→ **Extracted entries**:
= Beginning of Section =

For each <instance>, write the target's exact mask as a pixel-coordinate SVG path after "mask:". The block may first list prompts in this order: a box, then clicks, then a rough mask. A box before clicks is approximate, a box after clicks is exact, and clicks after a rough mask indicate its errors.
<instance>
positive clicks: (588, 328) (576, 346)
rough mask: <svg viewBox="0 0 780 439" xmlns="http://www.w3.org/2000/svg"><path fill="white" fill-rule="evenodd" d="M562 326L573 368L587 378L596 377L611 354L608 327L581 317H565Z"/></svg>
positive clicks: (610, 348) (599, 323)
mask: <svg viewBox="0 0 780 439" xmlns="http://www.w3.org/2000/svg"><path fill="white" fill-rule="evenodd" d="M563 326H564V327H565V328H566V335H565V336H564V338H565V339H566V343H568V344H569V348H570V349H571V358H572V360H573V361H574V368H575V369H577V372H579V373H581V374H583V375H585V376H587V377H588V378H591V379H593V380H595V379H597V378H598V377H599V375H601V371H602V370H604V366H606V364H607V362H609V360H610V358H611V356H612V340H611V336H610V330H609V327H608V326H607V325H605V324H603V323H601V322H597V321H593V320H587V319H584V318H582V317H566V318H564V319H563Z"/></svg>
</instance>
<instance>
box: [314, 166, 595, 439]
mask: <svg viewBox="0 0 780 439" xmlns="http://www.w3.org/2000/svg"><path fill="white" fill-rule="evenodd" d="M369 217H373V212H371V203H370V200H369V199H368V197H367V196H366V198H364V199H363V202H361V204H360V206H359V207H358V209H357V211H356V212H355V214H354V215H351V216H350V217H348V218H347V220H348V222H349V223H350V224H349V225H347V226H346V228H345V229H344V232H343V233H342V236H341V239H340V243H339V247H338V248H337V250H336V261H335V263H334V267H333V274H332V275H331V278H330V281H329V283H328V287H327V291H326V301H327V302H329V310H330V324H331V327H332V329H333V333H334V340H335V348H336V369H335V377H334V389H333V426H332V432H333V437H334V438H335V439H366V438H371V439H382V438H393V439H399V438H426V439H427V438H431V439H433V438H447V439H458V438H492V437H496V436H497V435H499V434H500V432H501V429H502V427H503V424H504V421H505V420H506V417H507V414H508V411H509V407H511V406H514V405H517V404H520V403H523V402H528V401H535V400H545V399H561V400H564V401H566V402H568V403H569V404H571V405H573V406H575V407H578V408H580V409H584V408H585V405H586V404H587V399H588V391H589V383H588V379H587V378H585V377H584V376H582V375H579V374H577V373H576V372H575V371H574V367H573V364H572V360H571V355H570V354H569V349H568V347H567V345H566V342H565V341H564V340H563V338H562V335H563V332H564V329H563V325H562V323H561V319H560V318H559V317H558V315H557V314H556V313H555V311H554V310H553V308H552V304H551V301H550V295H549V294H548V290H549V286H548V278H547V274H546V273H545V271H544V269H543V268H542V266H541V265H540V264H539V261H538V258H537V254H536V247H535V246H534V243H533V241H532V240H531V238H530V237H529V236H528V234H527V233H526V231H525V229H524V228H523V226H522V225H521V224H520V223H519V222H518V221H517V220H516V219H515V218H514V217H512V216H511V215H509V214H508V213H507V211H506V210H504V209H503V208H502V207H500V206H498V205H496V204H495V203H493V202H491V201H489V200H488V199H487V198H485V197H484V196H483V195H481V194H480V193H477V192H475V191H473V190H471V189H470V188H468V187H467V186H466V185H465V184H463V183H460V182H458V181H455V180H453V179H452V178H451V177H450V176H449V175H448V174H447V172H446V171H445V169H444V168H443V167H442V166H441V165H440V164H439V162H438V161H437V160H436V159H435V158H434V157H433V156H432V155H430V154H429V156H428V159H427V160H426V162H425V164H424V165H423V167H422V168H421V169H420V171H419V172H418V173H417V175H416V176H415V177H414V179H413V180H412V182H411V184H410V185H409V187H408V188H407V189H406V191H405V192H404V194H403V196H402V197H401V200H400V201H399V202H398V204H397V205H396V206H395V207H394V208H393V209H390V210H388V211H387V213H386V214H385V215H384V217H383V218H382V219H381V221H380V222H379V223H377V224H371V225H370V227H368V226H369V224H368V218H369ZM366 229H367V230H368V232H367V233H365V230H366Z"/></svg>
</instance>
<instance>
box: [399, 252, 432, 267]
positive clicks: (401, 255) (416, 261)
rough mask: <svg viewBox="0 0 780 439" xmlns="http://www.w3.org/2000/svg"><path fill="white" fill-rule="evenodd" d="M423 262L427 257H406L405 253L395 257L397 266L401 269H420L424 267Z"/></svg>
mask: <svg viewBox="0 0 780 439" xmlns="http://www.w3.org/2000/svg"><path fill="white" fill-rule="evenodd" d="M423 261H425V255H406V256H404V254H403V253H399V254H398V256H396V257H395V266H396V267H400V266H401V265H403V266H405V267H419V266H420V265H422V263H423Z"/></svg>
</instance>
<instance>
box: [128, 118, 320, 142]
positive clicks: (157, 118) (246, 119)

= End of Section =

→ **Exercise goal**: What you return must be the lines above that run from the line with "positive clicks: (588, 328) (576, 346)" to the line with "326L573 368L587 378L596", inclusive, each copied exactly.

→ **Finished task**:
positive clicks: (588, 328) (576, 346)
rough mask: <svg viewBox="0 0 780 439" xmlns="http://www.w3.org/2000/svg"><path fill="white" fill-rule="evenodd" d="M562 326L573 368L587 378L596 377L611 354L608 327L581 317H565Z"/></svg>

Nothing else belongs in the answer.